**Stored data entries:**
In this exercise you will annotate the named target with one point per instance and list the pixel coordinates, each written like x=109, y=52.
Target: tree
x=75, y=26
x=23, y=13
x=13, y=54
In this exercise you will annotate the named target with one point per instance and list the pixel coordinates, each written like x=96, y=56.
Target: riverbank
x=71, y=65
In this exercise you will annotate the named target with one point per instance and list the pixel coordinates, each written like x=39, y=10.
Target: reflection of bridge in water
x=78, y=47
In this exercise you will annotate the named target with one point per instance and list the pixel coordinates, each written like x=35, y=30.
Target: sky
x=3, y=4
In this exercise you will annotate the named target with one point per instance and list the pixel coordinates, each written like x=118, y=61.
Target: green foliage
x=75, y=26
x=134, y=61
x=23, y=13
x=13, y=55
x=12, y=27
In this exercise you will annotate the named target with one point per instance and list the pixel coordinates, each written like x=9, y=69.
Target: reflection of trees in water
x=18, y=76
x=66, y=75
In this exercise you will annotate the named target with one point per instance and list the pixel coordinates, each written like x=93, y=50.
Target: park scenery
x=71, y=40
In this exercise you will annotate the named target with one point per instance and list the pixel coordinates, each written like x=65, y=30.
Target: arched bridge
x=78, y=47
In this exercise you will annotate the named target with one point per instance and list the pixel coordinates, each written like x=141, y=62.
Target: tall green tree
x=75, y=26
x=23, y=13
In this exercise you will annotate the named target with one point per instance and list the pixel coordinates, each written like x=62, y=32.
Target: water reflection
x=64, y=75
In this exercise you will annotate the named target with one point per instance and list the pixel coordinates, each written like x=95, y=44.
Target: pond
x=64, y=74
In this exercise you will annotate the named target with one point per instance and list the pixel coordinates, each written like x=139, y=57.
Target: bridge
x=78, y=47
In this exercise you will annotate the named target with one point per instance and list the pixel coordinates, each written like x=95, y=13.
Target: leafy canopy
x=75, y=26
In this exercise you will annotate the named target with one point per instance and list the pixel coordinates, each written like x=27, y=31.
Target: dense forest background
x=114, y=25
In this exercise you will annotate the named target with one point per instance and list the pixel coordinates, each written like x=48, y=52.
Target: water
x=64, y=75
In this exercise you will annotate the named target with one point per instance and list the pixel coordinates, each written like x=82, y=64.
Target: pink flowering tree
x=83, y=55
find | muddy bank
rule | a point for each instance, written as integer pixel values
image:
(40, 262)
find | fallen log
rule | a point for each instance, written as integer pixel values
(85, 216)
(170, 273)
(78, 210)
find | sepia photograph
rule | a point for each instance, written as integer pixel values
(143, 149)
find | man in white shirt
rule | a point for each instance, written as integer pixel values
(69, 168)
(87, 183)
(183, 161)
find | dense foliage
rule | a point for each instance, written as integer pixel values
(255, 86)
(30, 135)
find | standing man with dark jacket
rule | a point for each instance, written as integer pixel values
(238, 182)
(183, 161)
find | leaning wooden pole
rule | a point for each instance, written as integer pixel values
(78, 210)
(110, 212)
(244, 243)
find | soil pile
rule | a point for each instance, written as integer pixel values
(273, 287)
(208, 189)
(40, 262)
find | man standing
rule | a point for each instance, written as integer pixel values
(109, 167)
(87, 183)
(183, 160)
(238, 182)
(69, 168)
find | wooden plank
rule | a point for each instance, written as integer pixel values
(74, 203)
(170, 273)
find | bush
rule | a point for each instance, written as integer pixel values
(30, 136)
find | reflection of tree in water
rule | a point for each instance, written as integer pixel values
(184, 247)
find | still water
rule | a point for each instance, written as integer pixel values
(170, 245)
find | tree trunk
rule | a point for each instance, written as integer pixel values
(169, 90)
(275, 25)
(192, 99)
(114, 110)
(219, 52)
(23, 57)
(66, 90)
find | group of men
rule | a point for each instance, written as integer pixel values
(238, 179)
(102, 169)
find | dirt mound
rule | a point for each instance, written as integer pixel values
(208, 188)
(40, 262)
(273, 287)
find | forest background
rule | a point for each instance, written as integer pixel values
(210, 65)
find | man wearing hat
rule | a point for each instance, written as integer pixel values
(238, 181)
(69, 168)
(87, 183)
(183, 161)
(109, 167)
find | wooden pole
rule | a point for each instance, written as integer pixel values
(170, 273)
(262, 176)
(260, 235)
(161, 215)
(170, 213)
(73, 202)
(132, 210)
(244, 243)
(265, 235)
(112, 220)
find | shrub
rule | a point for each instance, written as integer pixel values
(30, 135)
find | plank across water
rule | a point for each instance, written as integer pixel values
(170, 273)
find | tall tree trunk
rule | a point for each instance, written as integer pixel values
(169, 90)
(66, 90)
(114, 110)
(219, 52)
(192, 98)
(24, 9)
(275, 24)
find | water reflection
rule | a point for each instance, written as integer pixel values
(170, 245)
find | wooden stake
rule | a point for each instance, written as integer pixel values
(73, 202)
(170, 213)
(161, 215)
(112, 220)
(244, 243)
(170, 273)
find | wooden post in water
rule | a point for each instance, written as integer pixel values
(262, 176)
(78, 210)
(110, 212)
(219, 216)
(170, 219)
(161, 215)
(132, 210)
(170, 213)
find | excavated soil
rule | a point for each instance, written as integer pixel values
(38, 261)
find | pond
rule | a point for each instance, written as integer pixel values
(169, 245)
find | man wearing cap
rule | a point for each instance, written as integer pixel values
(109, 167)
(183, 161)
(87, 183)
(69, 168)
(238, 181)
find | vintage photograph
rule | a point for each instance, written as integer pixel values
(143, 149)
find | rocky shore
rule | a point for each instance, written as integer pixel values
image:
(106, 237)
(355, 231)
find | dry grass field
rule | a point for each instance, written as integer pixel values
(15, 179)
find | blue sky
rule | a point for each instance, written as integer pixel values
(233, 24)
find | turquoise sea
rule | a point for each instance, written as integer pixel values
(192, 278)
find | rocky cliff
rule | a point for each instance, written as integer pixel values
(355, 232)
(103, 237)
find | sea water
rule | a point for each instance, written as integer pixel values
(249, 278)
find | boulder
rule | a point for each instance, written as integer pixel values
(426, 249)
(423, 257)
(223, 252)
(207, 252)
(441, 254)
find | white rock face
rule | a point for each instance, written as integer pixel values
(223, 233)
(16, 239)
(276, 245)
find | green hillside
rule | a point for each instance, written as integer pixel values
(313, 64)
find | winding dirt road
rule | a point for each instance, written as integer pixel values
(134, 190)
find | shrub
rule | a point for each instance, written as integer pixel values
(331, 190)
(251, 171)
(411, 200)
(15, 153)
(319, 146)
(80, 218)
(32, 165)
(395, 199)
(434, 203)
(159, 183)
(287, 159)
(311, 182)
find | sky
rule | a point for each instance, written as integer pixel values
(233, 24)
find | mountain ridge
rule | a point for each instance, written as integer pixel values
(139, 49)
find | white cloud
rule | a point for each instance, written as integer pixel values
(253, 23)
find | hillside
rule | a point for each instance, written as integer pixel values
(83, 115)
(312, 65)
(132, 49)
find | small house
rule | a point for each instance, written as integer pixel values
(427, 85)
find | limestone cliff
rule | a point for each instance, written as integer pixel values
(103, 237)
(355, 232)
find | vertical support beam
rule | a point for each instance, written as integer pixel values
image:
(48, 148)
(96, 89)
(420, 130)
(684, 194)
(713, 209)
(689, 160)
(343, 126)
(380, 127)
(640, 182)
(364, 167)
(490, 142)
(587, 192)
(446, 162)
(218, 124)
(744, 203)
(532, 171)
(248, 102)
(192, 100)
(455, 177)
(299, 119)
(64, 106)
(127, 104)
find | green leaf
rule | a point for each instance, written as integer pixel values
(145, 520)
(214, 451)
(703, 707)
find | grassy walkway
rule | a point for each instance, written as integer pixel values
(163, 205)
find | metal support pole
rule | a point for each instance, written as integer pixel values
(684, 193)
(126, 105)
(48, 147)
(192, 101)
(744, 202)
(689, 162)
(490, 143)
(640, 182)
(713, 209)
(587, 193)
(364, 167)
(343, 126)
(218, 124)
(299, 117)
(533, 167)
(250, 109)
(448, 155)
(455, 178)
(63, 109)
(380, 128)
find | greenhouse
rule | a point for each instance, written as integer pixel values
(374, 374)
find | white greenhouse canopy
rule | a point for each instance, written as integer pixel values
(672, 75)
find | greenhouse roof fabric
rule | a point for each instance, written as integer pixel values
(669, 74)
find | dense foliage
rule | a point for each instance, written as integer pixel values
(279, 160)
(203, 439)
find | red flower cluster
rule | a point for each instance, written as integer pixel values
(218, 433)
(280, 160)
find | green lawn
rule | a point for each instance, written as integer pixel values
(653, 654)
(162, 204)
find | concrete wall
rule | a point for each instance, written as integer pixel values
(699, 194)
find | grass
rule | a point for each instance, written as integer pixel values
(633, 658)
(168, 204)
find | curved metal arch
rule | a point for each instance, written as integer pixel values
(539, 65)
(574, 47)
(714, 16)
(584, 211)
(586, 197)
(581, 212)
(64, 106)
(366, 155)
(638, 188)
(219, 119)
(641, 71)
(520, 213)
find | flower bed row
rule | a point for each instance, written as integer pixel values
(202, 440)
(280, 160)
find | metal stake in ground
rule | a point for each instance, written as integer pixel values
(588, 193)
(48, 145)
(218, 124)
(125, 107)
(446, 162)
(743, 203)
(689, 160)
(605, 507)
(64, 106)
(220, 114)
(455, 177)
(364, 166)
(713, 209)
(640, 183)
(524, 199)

...

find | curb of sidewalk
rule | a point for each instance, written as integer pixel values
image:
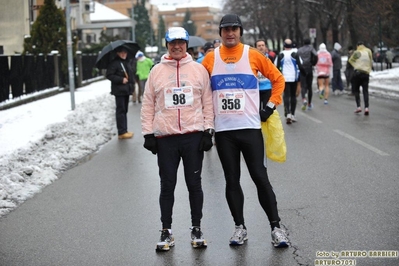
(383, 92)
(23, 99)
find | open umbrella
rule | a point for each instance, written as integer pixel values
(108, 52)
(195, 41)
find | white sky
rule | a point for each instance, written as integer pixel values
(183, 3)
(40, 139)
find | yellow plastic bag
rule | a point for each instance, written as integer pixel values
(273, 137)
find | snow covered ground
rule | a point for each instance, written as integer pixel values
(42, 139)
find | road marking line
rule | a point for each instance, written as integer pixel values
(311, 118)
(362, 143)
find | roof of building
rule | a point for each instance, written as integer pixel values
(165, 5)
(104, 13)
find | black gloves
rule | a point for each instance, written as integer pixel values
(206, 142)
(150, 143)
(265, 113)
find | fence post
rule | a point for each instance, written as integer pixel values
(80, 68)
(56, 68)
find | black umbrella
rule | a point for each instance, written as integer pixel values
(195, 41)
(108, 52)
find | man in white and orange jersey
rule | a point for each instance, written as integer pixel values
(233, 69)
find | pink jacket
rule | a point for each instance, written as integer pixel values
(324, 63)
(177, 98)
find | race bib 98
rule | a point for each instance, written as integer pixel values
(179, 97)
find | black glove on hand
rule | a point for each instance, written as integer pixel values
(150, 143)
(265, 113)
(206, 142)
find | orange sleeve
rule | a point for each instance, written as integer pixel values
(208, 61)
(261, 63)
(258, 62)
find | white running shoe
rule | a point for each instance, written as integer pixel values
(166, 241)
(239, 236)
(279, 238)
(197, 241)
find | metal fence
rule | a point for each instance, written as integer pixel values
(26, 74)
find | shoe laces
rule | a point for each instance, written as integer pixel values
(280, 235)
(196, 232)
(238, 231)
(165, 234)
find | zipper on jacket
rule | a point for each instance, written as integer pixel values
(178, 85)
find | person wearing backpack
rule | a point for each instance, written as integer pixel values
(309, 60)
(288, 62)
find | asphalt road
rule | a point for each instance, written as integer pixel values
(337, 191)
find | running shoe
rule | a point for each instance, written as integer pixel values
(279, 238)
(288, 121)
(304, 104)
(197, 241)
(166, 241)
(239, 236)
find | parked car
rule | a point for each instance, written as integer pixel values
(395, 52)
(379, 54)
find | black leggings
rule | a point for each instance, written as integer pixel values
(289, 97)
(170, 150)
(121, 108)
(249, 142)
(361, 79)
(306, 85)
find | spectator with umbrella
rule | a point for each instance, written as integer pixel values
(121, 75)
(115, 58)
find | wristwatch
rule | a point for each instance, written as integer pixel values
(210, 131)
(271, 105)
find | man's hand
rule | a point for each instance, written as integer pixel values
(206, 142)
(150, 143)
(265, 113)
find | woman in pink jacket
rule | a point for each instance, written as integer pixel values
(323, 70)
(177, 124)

**Try it:** In the entries above, find the line with "find | metal support pole" and the line with "find | concrete wall", then set down exactly those two and every line between them, nothing else.

**Problem solution:**
find | metal support pole
rule | a point for each instance, written as integer pixel values
(684, 193)
(126, 105)
(48, 147)
(192, 101)
(744, 202)
(689, 162)
(490, 143)
(640, 182)
(713, 209)
(587, 193)
(364, 167)
(343, 126)
(218, 124)
(299, 117)
(533, 167)
(250, 109)
(448, 155)
(455, 178)
(63, 109)
(380, 128)
find | greenhouse
rule | a point for each instance, written as integer pixel values
(374, 374)
find | white greenhouse canopy
rule | a point for each instance, written as integer pixel values
(672, 75)
find | greenhouse roof fabric
rule | a point for each instance, written as integer pixel values
(669, 74)
find | dense foliage
rule | a point for each instance, written as integer pixel values
(279, 160)
(203, 439)
find | red flower cluster
rule | a point for each instance, written as integer pixel values
(218, 433)
(280, 160)
find | green lawn
rule | a point for each instance, written as integer pixel values
(653, 654)
(162, 204)
find | concrete wall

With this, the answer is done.